Extrait fourni>

« Mon féminisme n’a pas de couleur particulière. Il s’accommode de toutes les luttes en faveur de la femme. »

BL : Bonjour Madame Adélaïde FASSINOU (A. F). Merci pour cette interview que vous accordez à Biscottes Littéraires (BL). Pourriez-vous vous présenter à nos chers lecteurs?

AF : Je me nomme Adélaïde FASSINOU ALLAGBADA. Je suis professeur certifié de Lettres – Ecrivain, actuellement Secrétaire Générale de la Commission béninoise pour l’UNESCO

BL : Vous êtes éducatrice et mère de famille. Comment arrivez-vous à harmoniser les cliquetis de la vaisselle avec les gémissements et les appels de l’intérieur, quand vient l’heure des grandes inspirations?

AF : Les femmes béninoises sont des mères courage, femmes aux mille bras. Même des journées de 48 heures ne peuvent leur suffire. A la maison, au bureau et en société, elles veulent être présentes et parfaites ; assumer leur part de job afin que tout aille bien. Moi, c’est ce que j’essaie de faire. Ce n’est pas facile, mais, ça fait si longtemps que je surfe sur tous ces tableaux que j’y suis habituée.

Consigne> Recopiez le passage de l'entretien ci-dessus, en commençant par « AF : Je me nomme » et en allant jusqu'à « j’y suis habituée. ».

Un bloc de données
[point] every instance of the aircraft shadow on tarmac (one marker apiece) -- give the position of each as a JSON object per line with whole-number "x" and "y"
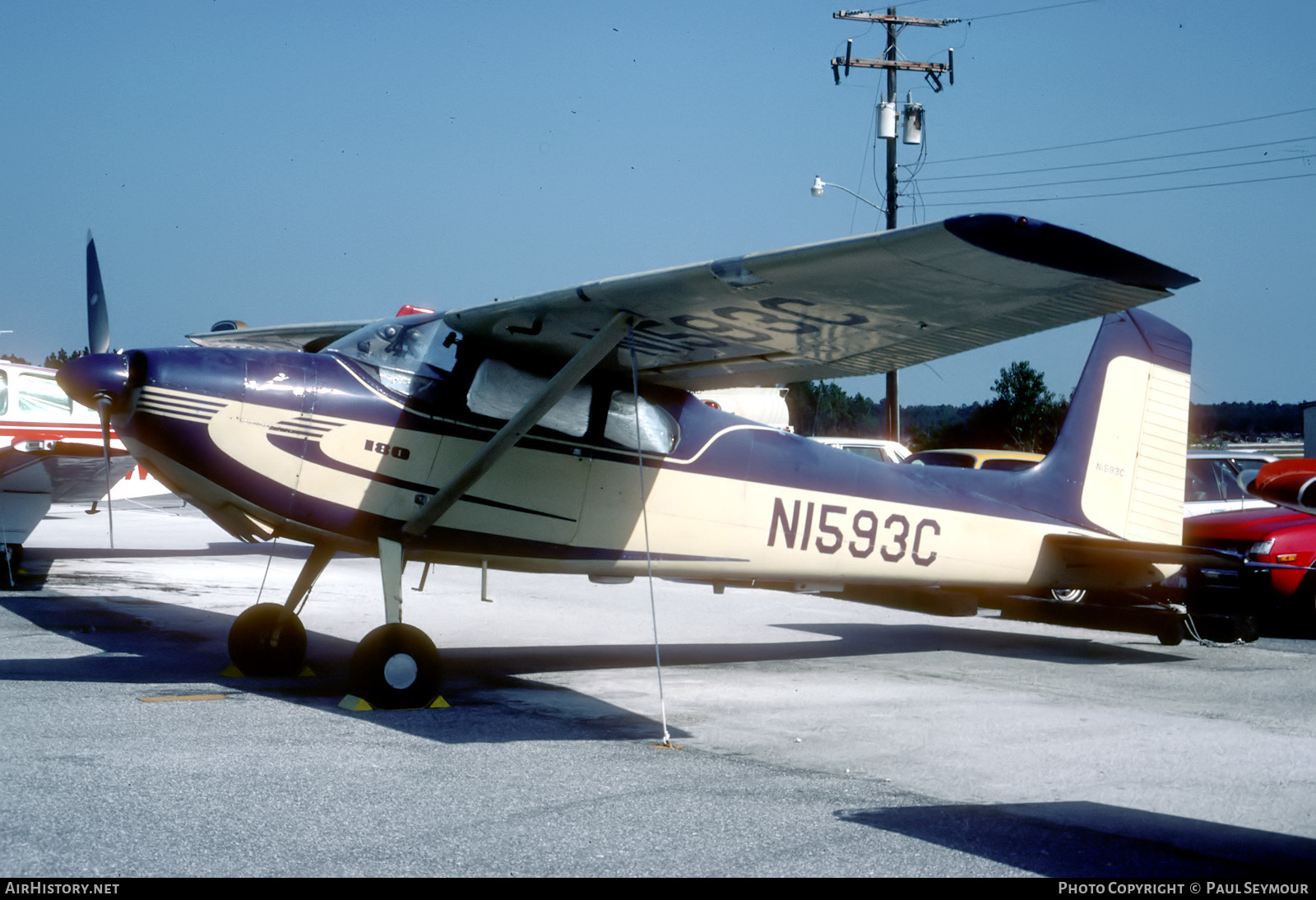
{"x": 153, "y": 643}
{"x": 1092, "y": 840}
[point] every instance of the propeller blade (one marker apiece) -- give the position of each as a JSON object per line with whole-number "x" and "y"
{"x": 98, "y": 316}
{"x": 103, "y": 406}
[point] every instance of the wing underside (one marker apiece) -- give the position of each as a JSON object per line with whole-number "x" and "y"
{"x": 850, "y": 307}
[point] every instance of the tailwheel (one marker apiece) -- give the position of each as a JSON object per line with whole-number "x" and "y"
{"x": 11, "y": 559}
{"x": 267, "y": 640}
{"x": 395, "y": 667}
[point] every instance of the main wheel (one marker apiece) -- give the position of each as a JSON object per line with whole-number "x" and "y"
{"x": 267, "y": 640}
{"x": 395, "y": 667}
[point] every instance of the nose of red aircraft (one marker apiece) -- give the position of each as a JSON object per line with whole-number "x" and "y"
{"x": 102, "y": 375}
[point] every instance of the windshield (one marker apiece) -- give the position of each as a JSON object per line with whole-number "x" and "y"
{"x": 399, "y": 349}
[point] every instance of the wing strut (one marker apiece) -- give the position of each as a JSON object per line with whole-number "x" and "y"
{"x": 599, "y": 346}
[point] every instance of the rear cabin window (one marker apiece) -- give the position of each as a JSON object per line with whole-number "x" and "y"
{"x": 499, "y": 391}
{"x": 41, "y": 395}
{"x": 656, "y": 434}
{"x": 403, "y": 350}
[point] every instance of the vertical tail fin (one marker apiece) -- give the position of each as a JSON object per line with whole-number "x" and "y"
{"x": 1119, "y": 462}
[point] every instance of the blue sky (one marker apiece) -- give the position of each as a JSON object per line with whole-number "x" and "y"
{"x": 329, "y": 160}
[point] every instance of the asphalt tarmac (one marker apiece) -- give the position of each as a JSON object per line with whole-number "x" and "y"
{"x": 815, "y": 737}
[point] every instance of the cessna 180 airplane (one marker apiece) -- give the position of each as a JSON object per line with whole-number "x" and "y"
{"x": 557, "y": 434}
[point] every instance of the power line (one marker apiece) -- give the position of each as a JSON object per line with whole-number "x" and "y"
{"x": 1122, "y": 162}
{"x": 1125, "y": 178}
{"x": 1122, "y": 193}
{"x": 1019, "y": 12}
{"x": 1128, "y": 137}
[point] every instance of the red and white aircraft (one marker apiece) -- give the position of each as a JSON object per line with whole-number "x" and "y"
{"x": 50, "y": 452}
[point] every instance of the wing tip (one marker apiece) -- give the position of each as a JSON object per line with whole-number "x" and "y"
{"x": 1033, "y": 239}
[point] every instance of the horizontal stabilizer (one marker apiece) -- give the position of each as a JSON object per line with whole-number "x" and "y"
{"x": 1074, "y": 561}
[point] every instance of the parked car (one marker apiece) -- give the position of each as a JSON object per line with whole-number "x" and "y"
{"x": 1008, "y": 461}
{"x": 870, "y": 448}
{"x": 1215, "y": 479}
{"x": 1269, "y": 535}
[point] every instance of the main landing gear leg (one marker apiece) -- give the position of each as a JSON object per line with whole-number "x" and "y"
{"x": 395, "y": 666}
{"x": 269, "y": 638}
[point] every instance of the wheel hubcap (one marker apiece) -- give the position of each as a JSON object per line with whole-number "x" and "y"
{"x": 401, "y": 671}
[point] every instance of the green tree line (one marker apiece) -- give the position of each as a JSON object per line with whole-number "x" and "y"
{"x": 1020, "y": 415}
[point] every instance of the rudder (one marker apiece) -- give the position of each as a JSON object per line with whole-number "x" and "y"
{"x": 1119, "y": 463}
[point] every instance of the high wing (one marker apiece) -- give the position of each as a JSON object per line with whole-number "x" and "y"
{"x": 280, "y": 337}
{"x": 65, "y": 472}
{"x": 855, "y": 305}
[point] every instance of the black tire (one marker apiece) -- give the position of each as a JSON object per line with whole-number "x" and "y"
{"x": 396, "y": 667}
{"x": 10, "y": 564}
{"x": 257, "y": 652}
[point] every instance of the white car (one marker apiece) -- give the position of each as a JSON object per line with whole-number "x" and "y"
{"x": 870, "y": 448}
{"x": 1215, "y": 480}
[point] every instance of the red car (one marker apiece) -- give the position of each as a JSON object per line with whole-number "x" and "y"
{"x": 1269, "y": 536}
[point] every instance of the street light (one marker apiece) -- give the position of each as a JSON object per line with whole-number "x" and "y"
{"x": 816, "y": 190}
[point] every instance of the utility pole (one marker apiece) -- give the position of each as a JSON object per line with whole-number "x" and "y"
{"x": 932, "y": 72}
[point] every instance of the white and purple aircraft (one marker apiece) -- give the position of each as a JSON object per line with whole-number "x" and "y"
{"x": 557, "y": 432}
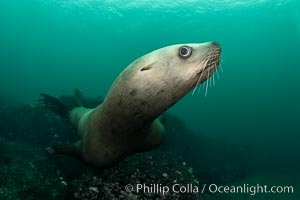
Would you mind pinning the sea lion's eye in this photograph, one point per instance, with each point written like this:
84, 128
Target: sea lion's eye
185, 51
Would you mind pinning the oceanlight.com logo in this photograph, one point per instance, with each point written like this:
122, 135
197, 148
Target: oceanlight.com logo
251, 189
211, 188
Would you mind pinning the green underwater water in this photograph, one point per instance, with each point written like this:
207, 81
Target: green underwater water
54, 46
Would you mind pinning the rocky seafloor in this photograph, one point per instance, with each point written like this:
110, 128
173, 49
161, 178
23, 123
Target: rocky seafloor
28, 171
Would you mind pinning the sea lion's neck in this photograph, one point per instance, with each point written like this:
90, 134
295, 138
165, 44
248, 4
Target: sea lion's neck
124, 110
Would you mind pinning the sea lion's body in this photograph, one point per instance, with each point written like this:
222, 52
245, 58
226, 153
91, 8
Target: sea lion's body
127, 121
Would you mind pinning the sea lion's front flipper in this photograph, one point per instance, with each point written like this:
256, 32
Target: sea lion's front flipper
67, 149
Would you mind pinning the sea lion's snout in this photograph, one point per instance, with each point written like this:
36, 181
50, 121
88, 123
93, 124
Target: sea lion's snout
213, 57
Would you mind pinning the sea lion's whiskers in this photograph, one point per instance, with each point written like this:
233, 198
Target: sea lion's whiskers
198, 79
217, 72
207, 83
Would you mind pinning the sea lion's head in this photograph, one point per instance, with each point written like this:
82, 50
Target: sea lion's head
159, 79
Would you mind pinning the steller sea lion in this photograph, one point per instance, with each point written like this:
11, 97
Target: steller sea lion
127, 121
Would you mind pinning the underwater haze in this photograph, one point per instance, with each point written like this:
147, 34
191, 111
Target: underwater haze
54, 46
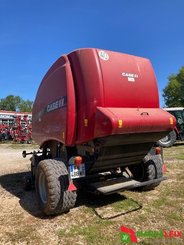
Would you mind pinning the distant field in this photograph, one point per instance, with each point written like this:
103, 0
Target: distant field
94, 220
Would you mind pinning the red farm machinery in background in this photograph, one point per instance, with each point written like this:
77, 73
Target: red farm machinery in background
96, 118
15, 126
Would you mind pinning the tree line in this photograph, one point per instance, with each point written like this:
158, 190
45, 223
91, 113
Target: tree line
173, 95
15, 103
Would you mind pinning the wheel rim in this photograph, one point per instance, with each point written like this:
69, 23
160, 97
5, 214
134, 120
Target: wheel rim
43, 188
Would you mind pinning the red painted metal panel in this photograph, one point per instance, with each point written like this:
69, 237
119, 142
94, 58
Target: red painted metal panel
109, 79
111, 121
54, 107
92, 93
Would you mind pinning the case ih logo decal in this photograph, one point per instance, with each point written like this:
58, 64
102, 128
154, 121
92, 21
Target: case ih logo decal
131, 77
57, 104
61, 102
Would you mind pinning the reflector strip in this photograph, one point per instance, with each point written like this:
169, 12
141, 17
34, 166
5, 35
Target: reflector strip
120, 123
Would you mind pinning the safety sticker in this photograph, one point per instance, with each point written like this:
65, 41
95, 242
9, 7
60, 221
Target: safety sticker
103, 55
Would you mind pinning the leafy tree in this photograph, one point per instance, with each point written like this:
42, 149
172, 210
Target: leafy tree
15, 103
173, 93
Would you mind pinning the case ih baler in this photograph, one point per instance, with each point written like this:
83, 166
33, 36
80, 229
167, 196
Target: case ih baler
96, 118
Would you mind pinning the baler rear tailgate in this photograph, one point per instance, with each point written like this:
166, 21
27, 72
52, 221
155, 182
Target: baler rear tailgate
111, 121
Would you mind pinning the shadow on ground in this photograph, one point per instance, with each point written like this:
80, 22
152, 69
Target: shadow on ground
14, 184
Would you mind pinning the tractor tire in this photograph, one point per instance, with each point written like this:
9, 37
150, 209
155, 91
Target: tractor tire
150, 169
51, 182
169, 140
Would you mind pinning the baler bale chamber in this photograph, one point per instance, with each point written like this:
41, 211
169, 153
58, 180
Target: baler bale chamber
96, 118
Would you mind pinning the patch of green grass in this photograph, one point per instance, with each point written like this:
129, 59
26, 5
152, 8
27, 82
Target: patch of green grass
180, 157
125, 205
27, 234
96, 232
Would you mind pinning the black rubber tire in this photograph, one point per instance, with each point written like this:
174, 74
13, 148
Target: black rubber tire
169, 140
51, 182
150, 169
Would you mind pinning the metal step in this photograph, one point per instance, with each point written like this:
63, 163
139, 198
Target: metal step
114, 185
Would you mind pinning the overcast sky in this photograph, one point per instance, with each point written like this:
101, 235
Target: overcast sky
33, 34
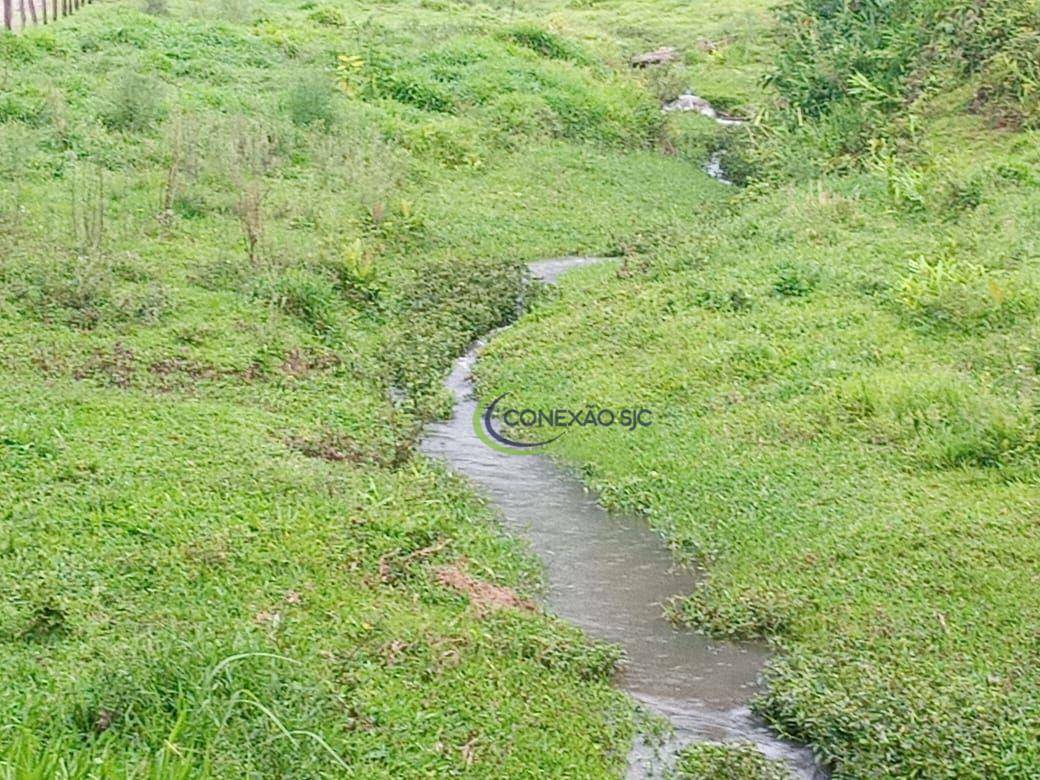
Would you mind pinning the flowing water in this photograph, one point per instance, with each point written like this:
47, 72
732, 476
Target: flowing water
611, 575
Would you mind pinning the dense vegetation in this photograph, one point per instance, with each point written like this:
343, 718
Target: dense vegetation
227, 233
845, 369
240, 243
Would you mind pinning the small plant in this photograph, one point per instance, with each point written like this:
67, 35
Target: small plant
356, 273
796, 281
136, 103
250, 210
720, 761
329, 16
310, 102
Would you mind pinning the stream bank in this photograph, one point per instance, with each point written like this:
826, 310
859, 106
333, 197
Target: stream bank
611, 576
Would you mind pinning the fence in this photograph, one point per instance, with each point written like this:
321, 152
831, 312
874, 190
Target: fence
19, 14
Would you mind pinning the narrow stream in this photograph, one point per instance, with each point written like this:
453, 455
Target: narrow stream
611, 575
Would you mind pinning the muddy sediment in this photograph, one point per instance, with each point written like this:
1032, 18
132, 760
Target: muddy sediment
611, 575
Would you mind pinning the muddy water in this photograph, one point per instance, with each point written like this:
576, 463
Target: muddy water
611, 575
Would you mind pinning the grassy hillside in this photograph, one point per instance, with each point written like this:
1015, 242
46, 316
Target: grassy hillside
227, 232
843, 369
241, 241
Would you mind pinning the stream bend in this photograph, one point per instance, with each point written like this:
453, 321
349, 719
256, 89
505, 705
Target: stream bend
609, 575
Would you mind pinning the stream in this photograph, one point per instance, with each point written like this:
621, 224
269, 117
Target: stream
609, 575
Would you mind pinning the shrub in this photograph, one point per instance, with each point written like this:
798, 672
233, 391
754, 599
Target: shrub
135, 103
718, 761
951, 292
545, 43
881, 55
311, 101
305, 295
329, 16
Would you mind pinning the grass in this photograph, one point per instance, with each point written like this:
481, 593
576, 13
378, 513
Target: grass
846, 436
240, 243
229, 233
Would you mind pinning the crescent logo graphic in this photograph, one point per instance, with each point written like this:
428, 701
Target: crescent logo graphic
484, 423
557, 421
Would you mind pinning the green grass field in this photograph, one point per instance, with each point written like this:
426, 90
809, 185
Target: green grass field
230, 232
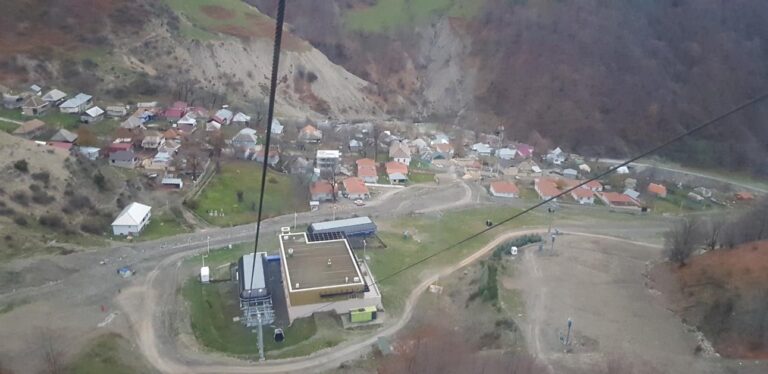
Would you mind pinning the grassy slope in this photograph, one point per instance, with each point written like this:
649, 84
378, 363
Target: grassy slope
387, 15
428, 235
221, 193
109, 353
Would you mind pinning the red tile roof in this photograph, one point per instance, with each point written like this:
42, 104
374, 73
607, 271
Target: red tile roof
396, 167
366, 162
366, 171
581, 193
504, 187
355, 186
547, 187
321, 187
615, 198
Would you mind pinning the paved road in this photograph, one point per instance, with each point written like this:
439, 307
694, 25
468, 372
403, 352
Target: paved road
687, 172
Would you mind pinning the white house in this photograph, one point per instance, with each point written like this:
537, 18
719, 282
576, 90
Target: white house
556, 156
132, 219
400, 152
77, 104
504, 189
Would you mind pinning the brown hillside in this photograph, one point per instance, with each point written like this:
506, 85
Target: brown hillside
725, 294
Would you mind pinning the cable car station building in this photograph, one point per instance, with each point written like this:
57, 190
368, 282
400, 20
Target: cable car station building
323, 275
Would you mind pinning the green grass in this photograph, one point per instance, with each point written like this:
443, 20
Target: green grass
221, 194
8, 126
421, 177
14, 114
212, 308
428, 235
110, 353
202, 26
388, 15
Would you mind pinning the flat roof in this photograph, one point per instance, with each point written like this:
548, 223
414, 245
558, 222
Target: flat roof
330, 225
306, 263
249, 271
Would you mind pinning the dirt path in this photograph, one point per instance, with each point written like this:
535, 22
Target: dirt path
11, 121
143, 304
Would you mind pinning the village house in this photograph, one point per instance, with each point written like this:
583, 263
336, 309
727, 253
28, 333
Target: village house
583, 196
310, 134
54, 97
117, 111
482, 149
124, 159
366, 170
524, 151
30, 129
277, 127
132, 219
397, 172
657, 189
64, 135
92, 115
504, 189
132, 122
400, 152
594, 186
355, 145
241, 119
13, 101
152, 140
619, 200
91, 153
77, 104
176, 111
245, 138
556, 156
546, 188
506, 153
274, 156
321, 190
34, 106
443, 151
223, 117
355, 189
327, 159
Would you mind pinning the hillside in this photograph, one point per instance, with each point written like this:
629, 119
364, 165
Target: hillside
597, 77
725, 294
48, 198
204, 52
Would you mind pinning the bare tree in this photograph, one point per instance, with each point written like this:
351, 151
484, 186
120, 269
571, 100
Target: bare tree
713, 228
681, 240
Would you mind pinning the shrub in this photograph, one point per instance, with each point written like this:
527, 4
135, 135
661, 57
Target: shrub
21, 165
20, 197
20, 220
51, 220
92, 227
42, 198
43, 176
100, 181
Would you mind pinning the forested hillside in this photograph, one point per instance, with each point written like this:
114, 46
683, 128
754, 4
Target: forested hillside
599, 77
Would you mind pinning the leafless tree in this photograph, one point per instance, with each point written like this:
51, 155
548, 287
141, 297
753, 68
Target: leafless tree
681, 240
713, 229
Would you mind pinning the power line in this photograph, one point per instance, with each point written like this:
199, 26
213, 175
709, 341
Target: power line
655, 149
270, 114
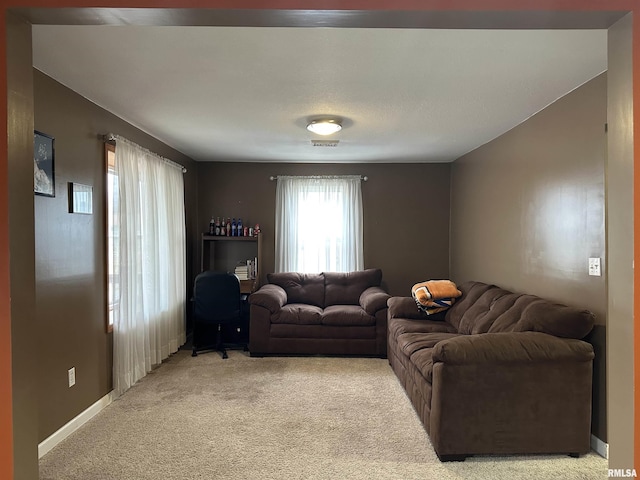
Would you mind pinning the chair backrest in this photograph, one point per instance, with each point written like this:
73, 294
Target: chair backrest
216, 297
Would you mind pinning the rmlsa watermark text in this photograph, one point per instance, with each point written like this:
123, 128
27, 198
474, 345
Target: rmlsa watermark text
622, 473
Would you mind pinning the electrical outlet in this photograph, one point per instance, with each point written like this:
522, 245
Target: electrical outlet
594, 267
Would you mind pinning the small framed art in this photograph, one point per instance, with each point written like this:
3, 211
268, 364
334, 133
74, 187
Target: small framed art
80, 198
43, 165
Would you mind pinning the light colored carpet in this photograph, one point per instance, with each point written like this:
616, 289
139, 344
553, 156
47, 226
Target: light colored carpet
275, 418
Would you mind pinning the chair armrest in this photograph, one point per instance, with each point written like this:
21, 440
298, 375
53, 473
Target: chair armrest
374, 299
404, 307
270, 296
504, 348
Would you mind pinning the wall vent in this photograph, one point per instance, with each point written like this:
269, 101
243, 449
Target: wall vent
324, 143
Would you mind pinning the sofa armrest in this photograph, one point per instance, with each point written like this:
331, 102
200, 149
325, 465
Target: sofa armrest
373, 299
270, 296
503, 348
404, 307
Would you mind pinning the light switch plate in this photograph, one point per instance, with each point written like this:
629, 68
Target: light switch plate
594, 267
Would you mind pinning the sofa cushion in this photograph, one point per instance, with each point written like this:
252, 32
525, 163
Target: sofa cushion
300, 287
398, 326
347, 315
555, 319
298, 314
410, 343
346, 288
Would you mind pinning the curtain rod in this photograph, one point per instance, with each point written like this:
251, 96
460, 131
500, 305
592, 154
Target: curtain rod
110, 137
364, 178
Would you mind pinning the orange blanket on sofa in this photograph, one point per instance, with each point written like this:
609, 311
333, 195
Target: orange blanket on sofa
435, 296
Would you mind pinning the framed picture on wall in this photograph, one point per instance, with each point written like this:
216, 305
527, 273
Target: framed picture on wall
43, 165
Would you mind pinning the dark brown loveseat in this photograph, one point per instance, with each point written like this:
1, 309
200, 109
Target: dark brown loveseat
499, 373
327, 313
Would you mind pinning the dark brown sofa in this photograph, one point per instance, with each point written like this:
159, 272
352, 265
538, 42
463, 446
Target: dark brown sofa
498, 373
327, 313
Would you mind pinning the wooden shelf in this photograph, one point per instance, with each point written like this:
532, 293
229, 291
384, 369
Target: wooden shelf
221, 238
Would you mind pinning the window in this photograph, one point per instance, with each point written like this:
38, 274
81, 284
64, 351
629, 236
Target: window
113, 241
319, 224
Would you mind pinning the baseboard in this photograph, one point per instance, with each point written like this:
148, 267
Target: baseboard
47, 444
600, 447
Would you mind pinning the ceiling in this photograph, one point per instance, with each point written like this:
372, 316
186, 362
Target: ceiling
247, 93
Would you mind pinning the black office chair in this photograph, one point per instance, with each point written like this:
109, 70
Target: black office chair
216, 302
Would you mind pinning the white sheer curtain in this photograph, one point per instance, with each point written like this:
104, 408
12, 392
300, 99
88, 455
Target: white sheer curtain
149, 322
318, 224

Corrigé>
AF : Je me nomme Adélaïde FASSINOU ALLAGBADA. Je suis professeur certifié de Lettres – Ecrivain, actuellement Secrétaire Générale de la Commission béninoise pour l’UNESCO

BL : Vous êtes éducatrice et mère de famille. Comment arrivez-vous à harmoniser les cliquetis de la vaisselle avec les gémissements et les appels de l’intérieur, quand vient l’heure des grandes inspirations?

AF : Les femmes béninoises sont des mères courage, femmes aux mille bras. Même des journées de 48 heures ne peuvent leur suffire. A la maison, au bureau et en société, elles veulent être présentes et parfaites ; assumer leur part de job afin que tout aille bien. Moi, c’est ce que j’essaie de faire. Ce n’est pas facile, mais, ça fait si longtemps que je surfe sur tous ces tableaux que j’y suis habituée.